Directions for this task —
Would you quote the material below from its first line through the line containing "range with one point per instance", exactly and with both ends included?

◇ ◇ ◇ ◇ ◇ ◇ ◇

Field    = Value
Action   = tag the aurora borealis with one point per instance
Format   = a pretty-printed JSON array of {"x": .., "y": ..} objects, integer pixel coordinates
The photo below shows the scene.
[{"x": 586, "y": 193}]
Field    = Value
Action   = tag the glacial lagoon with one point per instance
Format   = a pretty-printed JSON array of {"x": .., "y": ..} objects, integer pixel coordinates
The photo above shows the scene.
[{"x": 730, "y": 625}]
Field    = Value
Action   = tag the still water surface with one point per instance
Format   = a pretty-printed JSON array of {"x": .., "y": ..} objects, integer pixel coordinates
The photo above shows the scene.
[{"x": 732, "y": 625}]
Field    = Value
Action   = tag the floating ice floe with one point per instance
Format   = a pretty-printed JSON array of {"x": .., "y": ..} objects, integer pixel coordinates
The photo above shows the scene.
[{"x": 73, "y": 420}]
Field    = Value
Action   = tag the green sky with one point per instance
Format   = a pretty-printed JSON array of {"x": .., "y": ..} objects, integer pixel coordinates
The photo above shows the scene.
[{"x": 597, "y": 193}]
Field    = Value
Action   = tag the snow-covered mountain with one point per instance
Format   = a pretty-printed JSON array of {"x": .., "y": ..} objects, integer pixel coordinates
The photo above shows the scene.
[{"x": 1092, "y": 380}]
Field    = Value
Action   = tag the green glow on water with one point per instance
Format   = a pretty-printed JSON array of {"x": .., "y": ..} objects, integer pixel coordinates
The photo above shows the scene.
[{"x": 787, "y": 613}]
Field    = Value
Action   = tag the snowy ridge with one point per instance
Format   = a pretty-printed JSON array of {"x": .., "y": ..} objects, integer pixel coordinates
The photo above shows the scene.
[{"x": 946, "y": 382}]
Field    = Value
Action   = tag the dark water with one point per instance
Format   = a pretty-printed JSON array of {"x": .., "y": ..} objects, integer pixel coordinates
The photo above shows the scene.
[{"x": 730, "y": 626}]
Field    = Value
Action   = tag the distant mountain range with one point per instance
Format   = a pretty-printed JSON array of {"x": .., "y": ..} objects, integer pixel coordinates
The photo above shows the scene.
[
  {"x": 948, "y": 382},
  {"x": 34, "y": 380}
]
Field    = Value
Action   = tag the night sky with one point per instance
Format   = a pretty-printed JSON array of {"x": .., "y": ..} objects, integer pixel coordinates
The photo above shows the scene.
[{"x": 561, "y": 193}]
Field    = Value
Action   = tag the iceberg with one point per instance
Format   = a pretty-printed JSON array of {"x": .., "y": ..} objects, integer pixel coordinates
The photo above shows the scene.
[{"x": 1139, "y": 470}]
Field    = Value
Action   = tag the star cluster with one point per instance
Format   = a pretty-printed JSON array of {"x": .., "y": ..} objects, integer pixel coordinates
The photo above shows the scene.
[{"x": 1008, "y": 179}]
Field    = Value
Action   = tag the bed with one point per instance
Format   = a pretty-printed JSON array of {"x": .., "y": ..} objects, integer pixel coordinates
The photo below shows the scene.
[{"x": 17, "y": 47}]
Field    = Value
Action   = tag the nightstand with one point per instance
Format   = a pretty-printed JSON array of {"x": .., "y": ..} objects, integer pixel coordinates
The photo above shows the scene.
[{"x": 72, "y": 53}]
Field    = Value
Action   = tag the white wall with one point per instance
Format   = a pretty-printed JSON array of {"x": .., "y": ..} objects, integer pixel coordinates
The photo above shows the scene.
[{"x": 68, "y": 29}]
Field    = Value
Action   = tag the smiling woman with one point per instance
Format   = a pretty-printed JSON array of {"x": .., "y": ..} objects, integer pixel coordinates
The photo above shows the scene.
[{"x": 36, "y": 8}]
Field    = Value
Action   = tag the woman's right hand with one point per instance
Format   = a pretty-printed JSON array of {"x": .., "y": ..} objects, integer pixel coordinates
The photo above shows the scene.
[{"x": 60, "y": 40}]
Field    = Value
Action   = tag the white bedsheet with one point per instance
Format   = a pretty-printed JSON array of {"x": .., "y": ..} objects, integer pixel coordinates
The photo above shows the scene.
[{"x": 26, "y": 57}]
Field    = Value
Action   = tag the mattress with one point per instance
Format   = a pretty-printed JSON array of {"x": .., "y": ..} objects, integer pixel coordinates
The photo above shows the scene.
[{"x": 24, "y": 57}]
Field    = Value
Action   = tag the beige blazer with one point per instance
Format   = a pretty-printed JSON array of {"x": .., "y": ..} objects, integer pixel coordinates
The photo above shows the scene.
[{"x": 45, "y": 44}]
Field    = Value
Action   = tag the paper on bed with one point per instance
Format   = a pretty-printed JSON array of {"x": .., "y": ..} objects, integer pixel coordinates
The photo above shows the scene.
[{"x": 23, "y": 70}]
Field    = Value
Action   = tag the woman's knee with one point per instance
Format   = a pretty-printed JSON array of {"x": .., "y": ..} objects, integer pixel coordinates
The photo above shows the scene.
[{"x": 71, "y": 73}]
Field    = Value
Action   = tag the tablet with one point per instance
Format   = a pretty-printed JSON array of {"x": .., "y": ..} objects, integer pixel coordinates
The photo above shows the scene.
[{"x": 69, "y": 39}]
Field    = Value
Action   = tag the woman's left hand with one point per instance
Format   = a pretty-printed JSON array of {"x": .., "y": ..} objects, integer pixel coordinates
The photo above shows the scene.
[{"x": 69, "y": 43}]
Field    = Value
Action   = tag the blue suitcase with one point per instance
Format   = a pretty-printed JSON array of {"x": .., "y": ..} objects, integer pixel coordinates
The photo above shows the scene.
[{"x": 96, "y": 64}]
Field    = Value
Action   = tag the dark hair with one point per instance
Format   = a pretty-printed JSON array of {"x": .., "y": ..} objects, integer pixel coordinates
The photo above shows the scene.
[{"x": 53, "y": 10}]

◇ ◇ ◇ ◇ ◇ ◇ ◇

Exercise output —
Field    = Value
Action   = tag the aurora borealis with one point per instance
Format   = a pretty-printed JSON array of {"x": .., "y": ..} objects, integer pixel coordinates
The photo below shows the scene.
[{"x": 586, "y": 193}]
Field    = Value
Action   = tag the glacial lagoon with one point per instance
Format   = a pretty-printed JSON array of {"x": .., "y": ..} objects, integer pixel coordinates
The photo above shows the scene.
[{"x": 730, "y": 625}]
Field    = Value
Action   = tag the still water surface with one point per instance
Format   = a pretty-printed JSON array of {"x": .., "y": ..} objects, integer pixel coordinates
The photo above shows the scene.
[{"x": 732, "y": 625}]
Field    = Value
Action   = tag the floating ice floe with one point per instance
Format   = a pretty-printed JSON array of {"x": .., "y": ..} objects, integer pixel coordinates
The photo above shows the scene.
[{"x": 73, "y": 420}]
Field    = Value
Action   = tag the green sky with one point per instance
Format   = a pretty-printed JSON array of {"x": .., "y": ..} objects, integer pixel coordinates
The photo above shows the scene.
[{"x": 597, "y": 193}]
Field    = Value
Action   = tag the snow-covered mountain with one point per instance
Format   = a pretty-printed JSON array of {"x": .., "y": ..} objects, integer pixel coordinates
The photo above shows the scene.
[{"x": 1092, "y": 380}]
Field    = Value
Action   = tag the green glow on water with one point per instance
Format   = a pretty-printed JSON array of {"x": .., "y": ..} objects, integer pixel coordinates
The photo above shows the scene.
[{"x": 787, "y": 613}]
Field    = Value
Action   = tag the snowy ridge with one point per instance
Format   = a pretty-printed JSON array of {"x": .., "y": ..} objects, integer pixel coordinates
The photo above shows the scene.
[{"x": 946, "y": 382}]
Field    = Value
Action   = tag the dark water with one point per instance
Format   = a pretty-printed JSON array of {"x": .., "y": ..} objects, integer pixel coordinates
The photo above shows the scene.
[{"x": 730, "y": 626}]
Field    = Value
Action   = tag the distant mountain range with one point per instance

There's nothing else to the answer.